REQUIRED WORK >>
Each entry is to be retyped without alteration, and no picture is to be included.

Image-grounded pointing data:
__________

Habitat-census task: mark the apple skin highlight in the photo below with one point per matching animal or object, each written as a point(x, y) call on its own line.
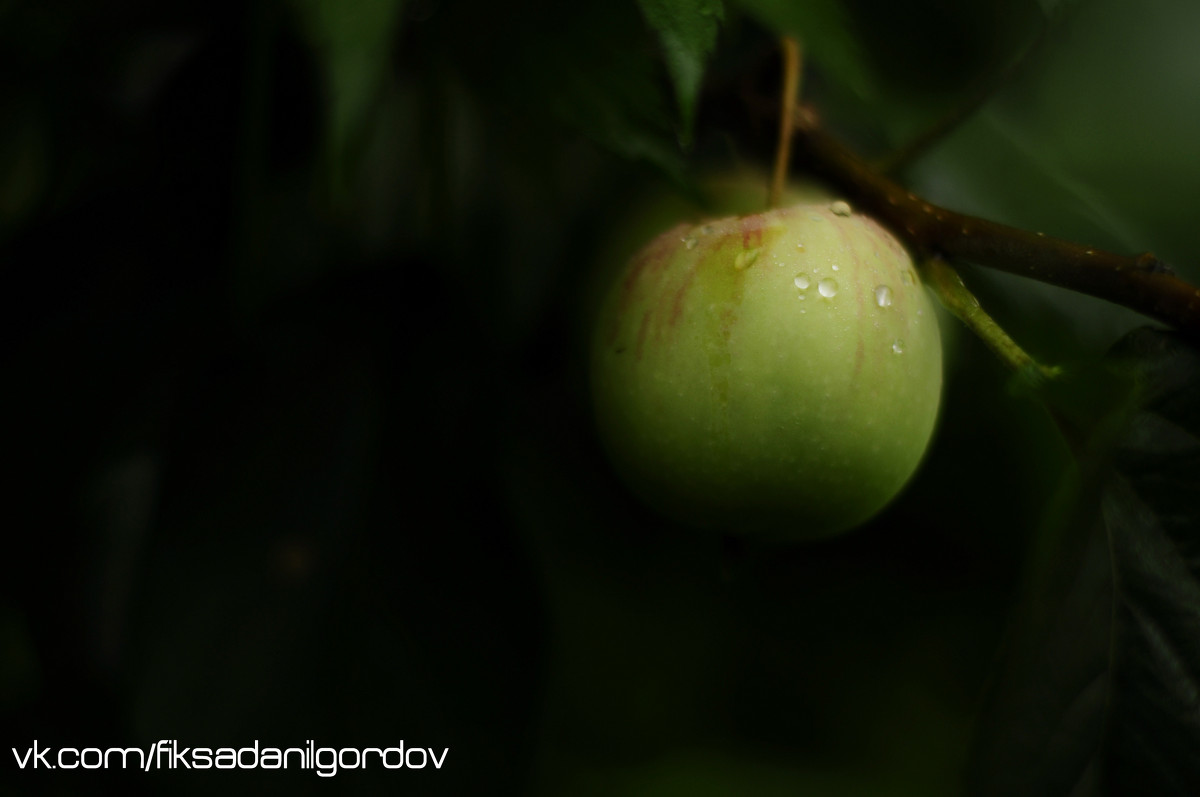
point(775, 373)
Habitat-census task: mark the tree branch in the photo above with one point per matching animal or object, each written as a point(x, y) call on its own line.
point(1140, 282)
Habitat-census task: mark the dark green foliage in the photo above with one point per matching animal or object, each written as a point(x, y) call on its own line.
point(294, 301)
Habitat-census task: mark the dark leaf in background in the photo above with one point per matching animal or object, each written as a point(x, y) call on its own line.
point(826, 33)
point(354, 39)
point(688, 33)
point(1102, 690)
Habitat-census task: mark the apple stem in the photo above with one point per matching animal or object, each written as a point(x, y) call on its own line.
point(1140, 282)
point(791, 48)
point(964, 305)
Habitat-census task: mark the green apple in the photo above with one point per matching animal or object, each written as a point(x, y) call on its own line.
point(777, 372)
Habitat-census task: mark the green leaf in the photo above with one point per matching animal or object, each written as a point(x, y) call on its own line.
point(354, 41)
point(687, 30)
point(827, 33)
point(1101, 693)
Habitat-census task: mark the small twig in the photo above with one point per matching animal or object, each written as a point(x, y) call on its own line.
point(1140, 282)
point(963, 304)
point(791, 89)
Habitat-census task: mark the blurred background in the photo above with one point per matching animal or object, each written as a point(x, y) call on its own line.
point(294, 309)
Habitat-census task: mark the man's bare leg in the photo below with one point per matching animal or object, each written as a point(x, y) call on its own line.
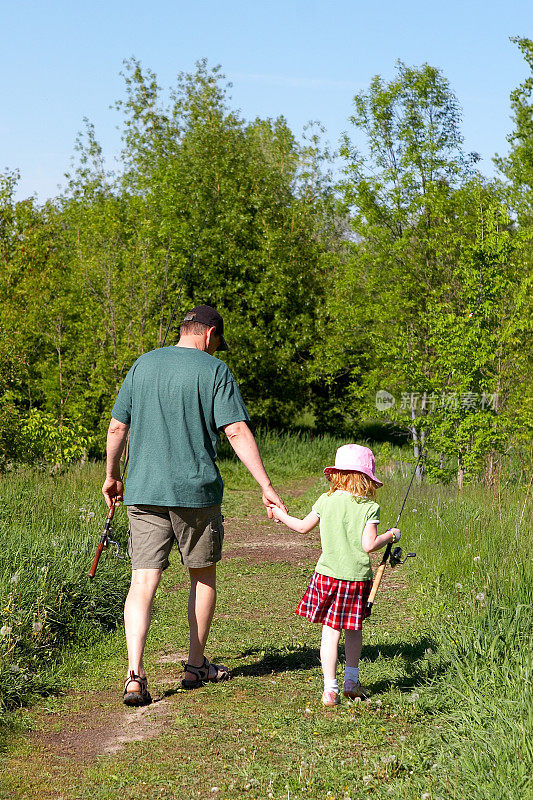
point(137, 616)
point(202, 601)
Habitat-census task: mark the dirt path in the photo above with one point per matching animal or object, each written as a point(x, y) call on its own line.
point(85, 728)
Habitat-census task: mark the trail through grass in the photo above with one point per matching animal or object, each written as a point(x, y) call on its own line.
point(446, 657)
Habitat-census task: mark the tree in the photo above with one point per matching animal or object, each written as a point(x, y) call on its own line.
point(420, 306)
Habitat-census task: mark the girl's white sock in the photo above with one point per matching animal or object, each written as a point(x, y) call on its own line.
point(351, 674)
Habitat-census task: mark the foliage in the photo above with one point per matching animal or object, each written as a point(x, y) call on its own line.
point(427, 306)
point(411, 276)
point(46, 600)
point(43, 439)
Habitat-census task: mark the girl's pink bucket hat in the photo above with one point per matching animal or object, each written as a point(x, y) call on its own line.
point(355, 458)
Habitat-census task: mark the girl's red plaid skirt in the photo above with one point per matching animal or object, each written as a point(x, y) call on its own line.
point(338, 604)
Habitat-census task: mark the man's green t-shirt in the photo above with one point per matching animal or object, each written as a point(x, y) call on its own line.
point(342, 520)
point(176, 400)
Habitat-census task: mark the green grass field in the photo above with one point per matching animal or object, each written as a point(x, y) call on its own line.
point(446, 656)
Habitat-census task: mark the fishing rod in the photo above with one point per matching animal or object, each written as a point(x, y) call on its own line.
point(395, 557)
point(107, 532)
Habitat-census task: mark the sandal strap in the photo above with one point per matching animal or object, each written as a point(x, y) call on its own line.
point(132, 677)
point(202, 672)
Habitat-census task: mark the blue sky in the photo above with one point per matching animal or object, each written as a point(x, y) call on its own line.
point(60, 61)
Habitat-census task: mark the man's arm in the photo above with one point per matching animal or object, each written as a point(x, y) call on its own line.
point(113, 488)
point(243, 442)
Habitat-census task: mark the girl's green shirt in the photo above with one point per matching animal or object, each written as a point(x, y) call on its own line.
point(342, 521)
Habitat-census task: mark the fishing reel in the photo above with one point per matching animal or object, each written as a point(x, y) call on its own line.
point(396, 557)
point(112, 542)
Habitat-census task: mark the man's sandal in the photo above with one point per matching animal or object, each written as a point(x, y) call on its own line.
point(138, 698)
point(202, 674)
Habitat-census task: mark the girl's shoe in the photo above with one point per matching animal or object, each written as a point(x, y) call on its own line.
point(136, 698)
point(353, 690)
point(330, 698)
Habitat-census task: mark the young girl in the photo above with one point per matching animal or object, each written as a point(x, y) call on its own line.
point(339, 589)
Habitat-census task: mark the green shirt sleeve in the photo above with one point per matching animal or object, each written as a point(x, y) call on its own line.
point(319, 505)
point(228, 405)
point(373, 513)
point(122, 408)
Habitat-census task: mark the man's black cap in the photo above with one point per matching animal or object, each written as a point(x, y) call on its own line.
point(208, 316)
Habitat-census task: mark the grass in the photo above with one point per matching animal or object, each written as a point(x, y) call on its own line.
point(447, 656)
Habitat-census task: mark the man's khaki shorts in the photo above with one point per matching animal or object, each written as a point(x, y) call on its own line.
point(199, 533)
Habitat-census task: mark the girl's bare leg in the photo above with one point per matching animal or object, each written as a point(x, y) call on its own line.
point(329, 648)
point(353, 643)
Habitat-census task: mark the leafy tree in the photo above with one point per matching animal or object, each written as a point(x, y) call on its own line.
point(419, 307)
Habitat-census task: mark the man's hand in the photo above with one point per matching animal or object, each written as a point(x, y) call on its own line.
point(113, 491)
point(271, 497)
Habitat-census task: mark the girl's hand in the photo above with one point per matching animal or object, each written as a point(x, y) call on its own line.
point(397, 534)
point(277, 513)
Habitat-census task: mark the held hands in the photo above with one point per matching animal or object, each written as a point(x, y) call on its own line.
point(272, 500)
point(277, 513)
point(396, 534)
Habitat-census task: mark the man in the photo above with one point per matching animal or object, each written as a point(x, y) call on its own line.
point(176, 400)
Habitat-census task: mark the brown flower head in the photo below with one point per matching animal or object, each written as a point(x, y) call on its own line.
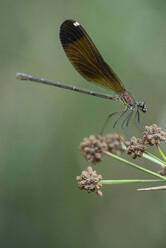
point(114, 143)
point(135, 147)
point(92, 148)
point(89, 181)
point(162, 171)
point(153, 135)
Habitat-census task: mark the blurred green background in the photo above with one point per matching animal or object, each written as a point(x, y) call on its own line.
point(41, 126)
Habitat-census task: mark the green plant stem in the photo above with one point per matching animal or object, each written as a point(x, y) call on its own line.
point(134, 165)
point(153, 158)
point(126, 181)
point(161, 153)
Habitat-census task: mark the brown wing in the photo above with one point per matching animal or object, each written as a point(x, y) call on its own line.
point(85, 57)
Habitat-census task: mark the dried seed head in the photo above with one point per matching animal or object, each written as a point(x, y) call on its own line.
point(162, 171)
point(135, 147)
point(89, 181)
point(114, 143)
point(153, 135)
point(92, 148)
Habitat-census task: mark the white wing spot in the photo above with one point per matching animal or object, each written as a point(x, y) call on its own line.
point(76, 24)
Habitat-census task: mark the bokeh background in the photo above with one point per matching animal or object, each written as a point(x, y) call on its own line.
point(41, 126)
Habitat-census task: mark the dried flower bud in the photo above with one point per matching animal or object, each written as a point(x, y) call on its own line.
point(153, 135)
point(135, 147)
point(89, 181)
point(92, 148)
point(162, 172)
point(114, 143)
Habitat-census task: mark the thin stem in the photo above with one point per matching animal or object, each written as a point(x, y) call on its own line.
point(161, 153)
point(126, 181)
point(153, 158)
point(150, 157)
point(152, 188)
point(134, 165)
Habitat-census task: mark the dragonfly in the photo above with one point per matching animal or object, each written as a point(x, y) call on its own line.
point(87, 60)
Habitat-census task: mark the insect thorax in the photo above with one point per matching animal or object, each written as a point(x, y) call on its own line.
point(127, 99)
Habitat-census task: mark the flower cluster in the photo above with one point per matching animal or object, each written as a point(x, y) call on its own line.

__________

ANSWER TO THE PROBLEM >>
Habitat-census task: mark the apple skin highlight in the photo below with one point per matching animal or object, each written as a point(x, y) call on its own line.
point(775, 373)
Habitat-census task: mark the tree branch in the photo above with one point per matching animal or object, each written as a point(x, y) call on its own line.
point(1140, 282)
Habitat-census task: mark the dark green foliage in the photo above with one point per matching animal or object, each written as a point(x, y) call on its own line.
point(294, 301)
Habitat-census task: mark the dark leaf in background in the photo above with one point per matching animal or object, each written as a point(x, y) call on its own line.
point(826, 33)
point(354, 39)
point(688, 33)
point(1102, 690)
Habitat-census task: mark the apple stem in the photo above with one point per matching animal or object, each written as a point(x, y) call on its own line.
point(1140, 282)
point(791, 48)
point(964, 305)
Habitat-census task: mark the green apple in the photo above with one point per matching animal or object, each written as a point(x, y) call on its own line.
point(777, 372)
Habitat-census task: mark the green leaf in the photo above with one point per matching animal or object, each written as a point(x, y) call on its own line.
point(354, 41)
point(687, 30)
point(827, 33)
point(1101, 693)
Habitat-census task: mark the small twig in the photo above with one point per matching animal or object, each written as a point(x, y) call on its own line.
point(1140, 282)
point(963, 304)
point(791, 89)
Habitat-census task: mark the blurred background in the photo above with one point per matching animal or object, each written as a point(x, y) call on its own line.
point(294, 309)
Habitat-census task: mark the man's bare leg in the photo below with one point per matching animal or object, each written as a point(x, y) call on its own line.
point(137, 616)
point(202, 601)
Habitat-census task: mark the dirt path in the photo above with one point per matching animal or object, each written as a point(x, y) call on its own line.
point(85, 728)
Habitat-census task: mark the trail through grass in the photo above with one point per matching animal or object, each written as a point(x, y) call on its own line.
point(446, 657)
Habitat-census task: mark the tree in the photo above with one point per matching animal or object, each written as a point(x, y) call on its own line.
point(420, 306)
Habitat-census task: mark the girl's white sock in the photo above with one point per matching animal or object, each written as a point(x, y) call on its own line.
point(351, 674)
Habitat-census task: mark the foliage in the photo above with one point per matching animal or object, each written as a point(x, y) call on its own line.
point(427, 306)
point(411, 276)
point(46, 600)
point(43, 439)
Habitat-census task: mark the girl's pink bucket hat in the photo above with one point per matching animal or object, each written as a point(x, y) call on its own line.
point(355, 458)
Habitat-census task: mark the girl's red plaid skirt in the photo above with one point per matching animal or object, each written as a point(x, y) call on its own line.
point(338, 604)
Habitat-census task: mark the man's green t-shirt in the photo above with one point per matching animal or object, each written as a point(x, y) call on its own line.
point(342, 520)
point(176, 400)
Habitat-census task: mark the green grass field in the photo above with one point per matching animal or object, each written as a point(x, y) call on its own line.
point(446, 656)
Habitat-census task: mark the fishing rod in the photo above with one point per matching animal or object, each written as a point(x, y) call on its own line.
point(395, 557)
point(107, 532)
Habitat-census task: mark the sandal strap in the photo above with one point per matching animal or object, each written as a point(x, y) call on its own line.
point(132, 677)
point(202, 672)
Habitat-census task: mark the blue sky in the photo above with one point per matching animal or object, each written as a point(x, y) call on its own line.
point(60, 61)
Habitat-census task: mark the man's arm in the photo above with one point per matching animal or object, each written as a point(x, y) call on its own line.
point(113, 488)
point(243, 442)
Habitat-census task: mark the girl's green shirt in the photo above with one point per matching animal or object, each written as a point(x, y) call on its own line.
point(342, 521)
Habitat-census task: mark the fishing reel in the photo above with one point per matching animal or object, each written as a point(x, y) call on its own line.
point(396, 557)
point(112, 542)
Habitat-census task: mark the man's sandal in the photo above with one point per matching animal or object, each written as a point(x, y) call on its own line.
point(138, 698)
point(202, 674)
Habitat-census task: mark the girl's shoe in the photo above with one point per matching animal or object, each written as a point(x, y) call on its own line.
point(136, 698)
point(353, 690)
point(330, 698)
Habitat-census task: mark the young girl in the photo above with one point per matching animal or object, each written as a point(x, y) call on its own line.
point(339, 589)
Habitat-census task: mark the green shirt sleeve in the photo above with one point per matching animal or object, each written as a point(x, y) call on its own line.
point(319, 505)
point(228, 405)
point(373, 513)
point(122, 408)
Habitat-census task: mark the man's black cap in the photo above with one point per matching animal or object, each written as a point(x, y) call on its own line.
point(208, 316)
Habitat-census task: mark the grass in the photo above with one point per matching animal or object, each written as a point(x, y) call on its own line.
point(447, 656)
Habitat-census task: mark the man's khaki shorts in the photo above with one point per matching animal or object, each written as a point(x, y) call on its own line.
point(199, 533)
Habitat-census task: mark the girl's bare leg in the photo above with one point per matching animal or object, each written as a point(x, y) call on its own line.
point(329, 648)
point(353, 643)
Habitat-census task: mark the leafy tree in the photo above with one point per matching animal or object, each written as a point(x, y) call on its own line.
point(419, 307)
Habitat-census task: mark the man's hand in the photo above with one point per matching animal or object, each written as a point(x, y) call on its own line.
point(113, 491)
point(271, 497)
Habitat-census task: mark the girl's hand in the photo above with one point per matching animal or object, each written as a point(x, y) call on its own line.
point(397, 534)
point(277, 513)
Habitat-census task: mark the held hands in the photo above with one point per matching animal or object, each written as a point(x, y) call on its own line.
point(272, 500)
point(277, 513)
point(396, 534)
Habitat-census task: mark the man in the photo above with one point per matching animal or object, each written as a point(x, y) call on its own line.
point(176, 400)
Habitat-census task: mark the brown flower head in the photo below with one point per matching animal or object, each written as a point(x, y) call on its own line.
point(114, 143)
point(135, 147)
point(92, 148)
point(89, 181)
point(162, 171)
point(153, 135)
Habitat-census task: mark the blurred green background in the photo above with one point per matching animal or object, each written as a point(x, y) call on its own line.
point(41, 126)
Habitat-census task: mark the green plant stem in the photo above with one point per matching animal or object, each written as a point(x, y) call on its own line.
point(134, 165)
point(153, 158)
point(126, 181)
point(161, 153)
Habitat-census task: mark the brown wing in the photo above with one point per matching animal or object, each written as a point(x, y) call on its own line.
point(85, 57)
Habitat-census task: mark the dried seed head in the photo above with one point per matching animal or object, each written as a point(x, y) call on its own line.
point(162, 171)
point(135, 147)
point(89, 181)
point(114, 143)
point(153, 135)
point(92, 148)
Habitat-census task: mark the white wing spot in the photo above with one point per matching animal or object, each written as a point(x, y) call on its own line.
point(76, 24)
Habitat-census task: mark the bokeh background in the photo above with one point per matching animal or object, each written as a point(x, y) call on its own line.
point(41, 126)
Habitat-census task: mark the dried flower bud in the photo above with one point per matching animal or object, each written as a point(x, y) call on its own line.
point(153, 135)
point(135, 147)
point(89, 181)
point(92, 148)
point(162, 172)
point(114, 143)
Habitat-census task: mark the thin stem in the photo above with one point per matching animal or object, each written as a point(x, y) call on its own line.
point(161, 153)
point(126, 181)
point(153, 158)
point(150, 157)
point(152, 188)
point(134, 165)
Habitat-census task: mark the dragonfly in the photo above with one point per matching animal or object, each written as a point(x, y) call on its own line.
point(87, 60)
Habitat-census task: mark the insect thorax in the photo above with one point per matching animal or object, each written as a point(x, y) call on its own line.
point(127, 99)
Habitat-census task: mark the flower cluster in the photo above with one point per matching animal or object, each written as a point(x, y) call on its own line.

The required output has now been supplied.